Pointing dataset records
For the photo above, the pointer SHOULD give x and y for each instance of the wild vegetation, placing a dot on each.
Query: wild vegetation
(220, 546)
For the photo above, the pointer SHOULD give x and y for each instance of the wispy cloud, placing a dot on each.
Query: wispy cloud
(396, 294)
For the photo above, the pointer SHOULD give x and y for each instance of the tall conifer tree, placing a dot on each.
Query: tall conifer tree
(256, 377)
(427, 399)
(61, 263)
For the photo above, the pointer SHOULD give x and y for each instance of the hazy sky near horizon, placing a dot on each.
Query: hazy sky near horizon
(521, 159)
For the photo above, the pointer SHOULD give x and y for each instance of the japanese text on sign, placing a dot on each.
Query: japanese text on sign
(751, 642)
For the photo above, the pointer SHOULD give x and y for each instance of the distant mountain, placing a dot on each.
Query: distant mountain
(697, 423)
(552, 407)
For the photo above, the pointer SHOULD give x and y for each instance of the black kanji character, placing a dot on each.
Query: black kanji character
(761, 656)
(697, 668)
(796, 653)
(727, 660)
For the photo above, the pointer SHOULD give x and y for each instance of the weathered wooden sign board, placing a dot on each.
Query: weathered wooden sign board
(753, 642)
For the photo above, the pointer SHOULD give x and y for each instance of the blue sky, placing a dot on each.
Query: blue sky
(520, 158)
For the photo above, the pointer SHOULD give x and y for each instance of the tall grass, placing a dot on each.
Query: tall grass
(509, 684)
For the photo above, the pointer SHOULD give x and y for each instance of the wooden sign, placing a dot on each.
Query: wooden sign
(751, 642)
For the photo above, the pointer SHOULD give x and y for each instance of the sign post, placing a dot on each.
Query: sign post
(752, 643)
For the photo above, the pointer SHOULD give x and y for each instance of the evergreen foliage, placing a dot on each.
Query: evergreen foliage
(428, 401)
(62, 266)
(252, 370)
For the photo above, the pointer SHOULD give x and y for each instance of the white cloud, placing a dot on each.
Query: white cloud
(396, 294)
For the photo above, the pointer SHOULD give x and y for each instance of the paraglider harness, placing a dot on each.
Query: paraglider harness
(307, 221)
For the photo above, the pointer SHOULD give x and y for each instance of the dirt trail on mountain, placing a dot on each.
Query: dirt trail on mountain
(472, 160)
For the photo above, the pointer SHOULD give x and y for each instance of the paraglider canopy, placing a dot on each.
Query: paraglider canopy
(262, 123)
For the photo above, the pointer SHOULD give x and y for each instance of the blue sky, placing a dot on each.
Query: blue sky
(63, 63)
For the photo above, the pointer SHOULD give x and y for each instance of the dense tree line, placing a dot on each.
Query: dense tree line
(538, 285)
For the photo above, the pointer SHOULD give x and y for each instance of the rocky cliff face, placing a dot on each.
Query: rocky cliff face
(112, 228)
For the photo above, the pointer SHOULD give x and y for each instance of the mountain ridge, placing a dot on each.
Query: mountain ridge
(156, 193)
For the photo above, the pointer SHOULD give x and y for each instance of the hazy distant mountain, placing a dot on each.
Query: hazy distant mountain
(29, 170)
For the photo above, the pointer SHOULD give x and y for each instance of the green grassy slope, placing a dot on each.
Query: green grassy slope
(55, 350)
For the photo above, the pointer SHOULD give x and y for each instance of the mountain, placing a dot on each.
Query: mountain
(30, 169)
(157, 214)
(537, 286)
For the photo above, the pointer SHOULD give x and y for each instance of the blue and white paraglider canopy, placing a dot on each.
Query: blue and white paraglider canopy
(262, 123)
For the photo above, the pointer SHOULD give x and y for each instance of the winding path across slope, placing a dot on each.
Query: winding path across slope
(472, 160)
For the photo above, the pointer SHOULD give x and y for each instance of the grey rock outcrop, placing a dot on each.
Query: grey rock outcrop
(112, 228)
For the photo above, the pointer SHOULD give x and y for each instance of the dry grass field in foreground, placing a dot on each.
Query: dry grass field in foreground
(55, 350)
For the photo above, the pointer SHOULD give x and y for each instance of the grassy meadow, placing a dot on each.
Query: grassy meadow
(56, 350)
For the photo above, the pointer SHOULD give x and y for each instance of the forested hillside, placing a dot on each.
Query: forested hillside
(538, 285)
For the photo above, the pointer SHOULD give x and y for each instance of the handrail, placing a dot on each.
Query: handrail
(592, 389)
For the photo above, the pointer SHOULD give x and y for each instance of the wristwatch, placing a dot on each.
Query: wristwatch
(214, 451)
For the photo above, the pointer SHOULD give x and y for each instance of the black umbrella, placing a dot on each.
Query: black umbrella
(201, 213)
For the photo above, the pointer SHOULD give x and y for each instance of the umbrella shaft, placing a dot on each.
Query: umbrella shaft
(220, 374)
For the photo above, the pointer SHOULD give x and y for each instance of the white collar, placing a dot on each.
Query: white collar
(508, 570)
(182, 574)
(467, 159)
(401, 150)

> [Stated goal]: Repeat the data precisely, line by line.

> [Complete output]:
For the photo above, the pointer SHOULD give x and y for each instance of the wild vegetation, placing a dot on each.
Query: wild vegetation
(220, 546)
For the photo above, the pointer SHOULD give x and y for each instance of the wispy cloud, placing a dot on each.
Query: wispy cloud
(396, 294)
For the photo above, the pointer SHOULD give x and y for each instance of the tall conifer tree, placing a dot on each.
Query: tall conifer tree
(256, 377)
(427, 399)
(61, 263)
For the photo above, the pointer SHOULD give x and y for each instance of the hazy sky near horizon, placing a dot on each.
Query: hazy sky near horizon
(521, 159)
For the photo above, the pointer SHOULD give x and y for each instance of the japanese text on sign, placing a dot on each.
Query: japanese text on sign
(751, 642)
For the photo above, the pointer SHOULD give x and y for each instance of the distant mountain, placing a dot on each.
Query: distant mountain
(697, 423)
(552, 407)
For the photo above, the pointer SHOULD give x and y for each instance of the black kanji character, placing a dot on each.
Query: black kanji character
(761, 656)
(697, 668)
(796, 653)
(727, 660)
For the photo above, the pointer SHOULD give x and y for each instance of the weathered wooden sign board, placing a dot on each.
Query: weathered wooden sign board
(753, 642)
For the photo above, the pointer SHOULD give x and y for each instance of the blue sky, placing a dot on each.
Query: blue sky
(520, 158)
For the photo above, the pointer SHOULD give x and y for each instance of the tall grass, placing a dot on each.
Query: tall grass
(509, 684)
For the photo above, the pointer SHOULD give x and y for each instance of the wooden sign, placing a dot on each.
Query: wooden sign
(751, 642)
For the photo above, the pointer SHOULD give x and y for each instance of the sign post, placing a dot on each.
Query: sign post
(752, 643)
For the photo above, the pointer SHOULD give x and y for each instance of the evergreen foliage, placing a dot on each.
Query: evergreen foliage
(428, 401)
(62, 266)
(252, 370)
For the photo above, the pointer SHOULD give x and y for each instance of the white cloud, placing a dot on each.
Query: white cloud
(396, 294)
For the photo above, the pointer SHOULD give x and y for each instance of the paraglider harness, placing a dot on each.
Query: paraglider harness
(307, 221)
For the photo above, the pointer SHOULD give x and y for each instance of the dirt trail on mountain, placing a dot on each.
Query: dirt trail on mountain
(472, 160)
For the photo above, the pointer SHOULD give x and y for each instance of the paraglider canopy, placing a dot on each.
Query: paraglider canopy
(262, 123)
For the photo above, the pointer SHOULD give x and y for each instance of the blue sky, placing a dot on each.
Query: blue sky
(63, 63)
For the photo above, the pointer SHOULD give x and y for each instance of the dense tree line, placing a dot on each.
Query: dense tree line
(538, 285)
For the photo above, the pointer SHOULD give x and y for each instance of the rocky cliff face, placing a dot on each.
Query: rocky cliff face
(112, 228)
For the photo above, the pointer SHOULD give x and y for each instance of the mountain ridge, placing a dot on each.
Query: mountain ridge
(156, 193)
For the photo above, the pointer SHOULD give x and y for each instance of the hazy distant mountain, placing a dot on each.
Query: hazy distant mountain
(29, 170)
For the photo above, the pointer SHOULD give x and y for each instance of the green grassy slope, placing a dot on each.
Query: green grassy slope
(55, 350)
For the photo above, the pointer SHOULD give x and y for each instance of the mountain, placing a dot on each.
Query: mountain
(30, 169)
(157, 214)
(537, 286)
For the photo above, the pointer SHOULD give x and y for each instance of the blue and white paraglider canopy, placing a dot on each.
Query: blue and white paraglider canopy
(262, 123)
For the photo above, the pointer SHOULD give x and y for each instance of the winding path across slope, placing a dot on each.
Query: winding path across slope
(472, 160)
For the photo above, the pointer SHOULD give x and y for each instance of the grey rock outcrop, placing a dot on each.
Query: grey rock outcrop
(112, 228)
For the photo above, the pointer SHOULD give x and y for each instance of the dry grass field in foreground, placing a dot on each.
Query: dry grass field in foreground
(55, 350)
For the photo above, the pointer SHOULD give x and y for each instance of the grassy meadow, placing a dot on each.
Query: grassy meadow
(56, 350)
For the photo above, the pointer SHOULD give x and y for each instance of the forested hillside, placing a dot on each.
Query: forested hillside
(538, 285)
For the photo above, the pointer SHOULD give x and y for each instance of the handrail, placing a dot on each.
Query: handrail
(592, 389)
For the photo above, the pointer SHOULD give x and y for each instance of the wristwatch, placing a dot on each.
Query: wristwatch
(214, 451)
For the photo above, the pointer SHOULD give x and y for each instance of the black umbrella, placing a dot on each.
Query: black umbrella
(201, 213)
For the photo above, the pointer SHOULD give x and y for each instance of the umbrella shaft, placing a dot on each.
Query: umbrella shaft
(220, 374)
For the photo above, the pointer SHOULD give x and y for each instance of the white collar, placing a dot on each.
Query: white collar
(508, 570)
(182, 574)
(467, 159)
(401, 150)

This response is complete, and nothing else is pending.